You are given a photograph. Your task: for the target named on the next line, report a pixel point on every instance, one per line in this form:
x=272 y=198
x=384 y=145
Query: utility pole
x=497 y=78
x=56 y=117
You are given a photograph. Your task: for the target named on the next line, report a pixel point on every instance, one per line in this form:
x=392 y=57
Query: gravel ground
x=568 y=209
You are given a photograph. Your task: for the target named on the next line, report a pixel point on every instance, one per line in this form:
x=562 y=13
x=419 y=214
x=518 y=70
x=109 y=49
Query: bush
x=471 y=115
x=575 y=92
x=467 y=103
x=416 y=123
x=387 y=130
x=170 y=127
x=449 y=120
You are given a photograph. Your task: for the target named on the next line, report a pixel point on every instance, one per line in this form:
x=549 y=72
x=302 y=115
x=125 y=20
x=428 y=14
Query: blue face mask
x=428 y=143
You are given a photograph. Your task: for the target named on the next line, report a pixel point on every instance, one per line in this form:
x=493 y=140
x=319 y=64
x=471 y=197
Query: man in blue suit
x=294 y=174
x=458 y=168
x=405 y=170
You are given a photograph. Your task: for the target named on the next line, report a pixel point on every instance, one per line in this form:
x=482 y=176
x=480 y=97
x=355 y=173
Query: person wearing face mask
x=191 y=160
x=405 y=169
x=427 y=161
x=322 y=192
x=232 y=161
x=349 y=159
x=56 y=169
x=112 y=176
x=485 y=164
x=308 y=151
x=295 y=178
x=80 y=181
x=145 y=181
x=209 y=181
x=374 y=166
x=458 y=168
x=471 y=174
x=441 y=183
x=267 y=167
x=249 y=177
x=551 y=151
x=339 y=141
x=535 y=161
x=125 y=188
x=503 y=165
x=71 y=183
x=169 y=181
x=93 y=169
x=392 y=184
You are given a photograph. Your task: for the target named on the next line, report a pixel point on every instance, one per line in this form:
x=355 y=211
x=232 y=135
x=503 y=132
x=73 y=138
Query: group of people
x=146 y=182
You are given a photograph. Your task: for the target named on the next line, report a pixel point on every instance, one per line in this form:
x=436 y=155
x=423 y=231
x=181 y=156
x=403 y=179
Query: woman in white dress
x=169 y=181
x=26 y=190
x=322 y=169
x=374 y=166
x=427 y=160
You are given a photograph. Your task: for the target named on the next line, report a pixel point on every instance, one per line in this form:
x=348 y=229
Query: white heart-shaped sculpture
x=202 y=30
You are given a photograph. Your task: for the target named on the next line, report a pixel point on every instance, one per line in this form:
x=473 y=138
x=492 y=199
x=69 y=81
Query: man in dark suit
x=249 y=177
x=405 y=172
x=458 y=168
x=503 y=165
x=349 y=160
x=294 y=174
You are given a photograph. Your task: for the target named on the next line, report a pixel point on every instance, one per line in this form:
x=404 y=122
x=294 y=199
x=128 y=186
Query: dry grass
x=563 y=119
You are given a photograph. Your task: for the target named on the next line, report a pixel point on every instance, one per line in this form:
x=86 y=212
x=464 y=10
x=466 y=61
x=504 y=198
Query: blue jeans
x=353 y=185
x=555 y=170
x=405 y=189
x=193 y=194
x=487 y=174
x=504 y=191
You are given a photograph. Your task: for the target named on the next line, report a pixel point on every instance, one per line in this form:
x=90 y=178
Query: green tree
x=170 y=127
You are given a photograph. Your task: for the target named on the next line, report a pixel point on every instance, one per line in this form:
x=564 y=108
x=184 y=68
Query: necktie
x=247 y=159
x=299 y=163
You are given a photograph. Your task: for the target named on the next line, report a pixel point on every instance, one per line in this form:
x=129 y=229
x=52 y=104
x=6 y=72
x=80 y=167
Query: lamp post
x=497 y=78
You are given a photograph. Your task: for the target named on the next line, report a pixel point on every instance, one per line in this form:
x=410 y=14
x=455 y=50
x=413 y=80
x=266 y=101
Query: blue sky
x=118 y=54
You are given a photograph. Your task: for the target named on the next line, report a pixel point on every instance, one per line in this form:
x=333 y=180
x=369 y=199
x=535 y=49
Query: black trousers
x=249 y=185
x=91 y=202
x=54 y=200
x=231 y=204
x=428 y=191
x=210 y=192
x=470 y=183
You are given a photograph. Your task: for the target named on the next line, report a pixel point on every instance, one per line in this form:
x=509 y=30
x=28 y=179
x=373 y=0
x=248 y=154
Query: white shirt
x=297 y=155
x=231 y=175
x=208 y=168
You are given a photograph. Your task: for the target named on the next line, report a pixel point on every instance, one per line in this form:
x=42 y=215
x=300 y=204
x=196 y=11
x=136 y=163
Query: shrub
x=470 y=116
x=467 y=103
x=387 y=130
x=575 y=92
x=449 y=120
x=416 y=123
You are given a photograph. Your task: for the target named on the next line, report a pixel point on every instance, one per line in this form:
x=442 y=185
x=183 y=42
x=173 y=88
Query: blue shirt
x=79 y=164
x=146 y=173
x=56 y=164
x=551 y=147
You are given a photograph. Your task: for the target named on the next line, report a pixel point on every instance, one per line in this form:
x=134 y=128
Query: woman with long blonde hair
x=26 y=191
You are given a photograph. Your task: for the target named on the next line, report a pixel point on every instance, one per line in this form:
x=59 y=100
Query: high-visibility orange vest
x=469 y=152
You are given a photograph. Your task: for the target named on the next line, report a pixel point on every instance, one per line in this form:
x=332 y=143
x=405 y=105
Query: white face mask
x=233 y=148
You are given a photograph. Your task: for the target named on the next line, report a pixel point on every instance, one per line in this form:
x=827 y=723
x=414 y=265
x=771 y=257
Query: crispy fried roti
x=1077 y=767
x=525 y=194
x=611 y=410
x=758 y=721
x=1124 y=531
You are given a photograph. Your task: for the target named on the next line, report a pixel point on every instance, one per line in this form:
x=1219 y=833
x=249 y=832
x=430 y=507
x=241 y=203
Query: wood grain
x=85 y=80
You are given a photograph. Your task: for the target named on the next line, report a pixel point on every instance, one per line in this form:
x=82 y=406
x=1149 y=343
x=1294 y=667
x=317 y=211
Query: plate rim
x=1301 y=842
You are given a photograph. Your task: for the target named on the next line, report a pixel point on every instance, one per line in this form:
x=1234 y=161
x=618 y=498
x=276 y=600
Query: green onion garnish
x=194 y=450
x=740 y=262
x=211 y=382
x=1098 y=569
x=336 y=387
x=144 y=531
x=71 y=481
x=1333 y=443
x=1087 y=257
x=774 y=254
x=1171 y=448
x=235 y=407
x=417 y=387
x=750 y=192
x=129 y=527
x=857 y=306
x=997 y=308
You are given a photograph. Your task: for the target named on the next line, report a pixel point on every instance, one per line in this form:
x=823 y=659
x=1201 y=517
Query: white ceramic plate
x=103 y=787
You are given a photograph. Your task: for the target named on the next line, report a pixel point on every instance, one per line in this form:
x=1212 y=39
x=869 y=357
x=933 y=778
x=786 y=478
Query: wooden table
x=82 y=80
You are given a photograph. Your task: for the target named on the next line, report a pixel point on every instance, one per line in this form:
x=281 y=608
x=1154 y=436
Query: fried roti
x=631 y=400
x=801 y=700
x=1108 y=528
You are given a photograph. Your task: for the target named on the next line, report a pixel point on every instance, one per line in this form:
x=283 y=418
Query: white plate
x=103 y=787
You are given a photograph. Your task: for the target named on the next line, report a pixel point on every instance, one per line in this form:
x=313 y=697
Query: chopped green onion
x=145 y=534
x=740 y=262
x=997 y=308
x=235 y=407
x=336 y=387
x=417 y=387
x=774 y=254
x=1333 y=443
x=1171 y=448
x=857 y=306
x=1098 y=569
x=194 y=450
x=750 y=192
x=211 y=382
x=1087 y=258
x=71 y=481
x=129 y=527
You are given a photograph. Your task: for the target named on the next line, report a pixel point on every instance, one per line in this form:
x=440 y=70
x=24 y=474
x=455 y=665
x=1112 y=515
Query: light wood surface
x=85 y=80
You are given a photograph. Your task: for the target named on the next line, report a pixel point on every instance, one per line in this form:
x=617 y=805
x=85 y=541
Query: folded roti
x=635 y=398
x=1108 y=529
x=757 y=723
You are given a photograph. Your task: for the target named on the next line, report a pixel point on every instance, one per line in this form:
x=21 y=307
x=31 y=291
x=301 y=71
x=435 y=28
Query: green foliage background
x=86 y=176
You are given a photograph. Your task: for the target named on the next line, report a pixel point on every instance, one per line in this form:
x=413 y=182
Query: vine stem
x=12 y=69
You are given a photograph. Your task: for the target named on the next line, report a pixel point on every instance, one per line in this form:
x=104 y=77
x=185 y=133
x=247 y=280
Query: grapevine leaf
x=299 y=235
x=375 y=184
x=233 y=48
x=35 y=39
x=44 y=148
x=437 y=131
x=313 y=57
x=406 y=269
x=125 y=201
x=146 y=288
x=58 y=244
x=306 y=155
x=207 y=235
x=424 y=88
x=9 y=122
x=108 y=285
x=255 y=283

* _Goal_
Count the lines in the items above that contain the string "woman", matching case exactly, and reply with only that number.

* _Reply_
2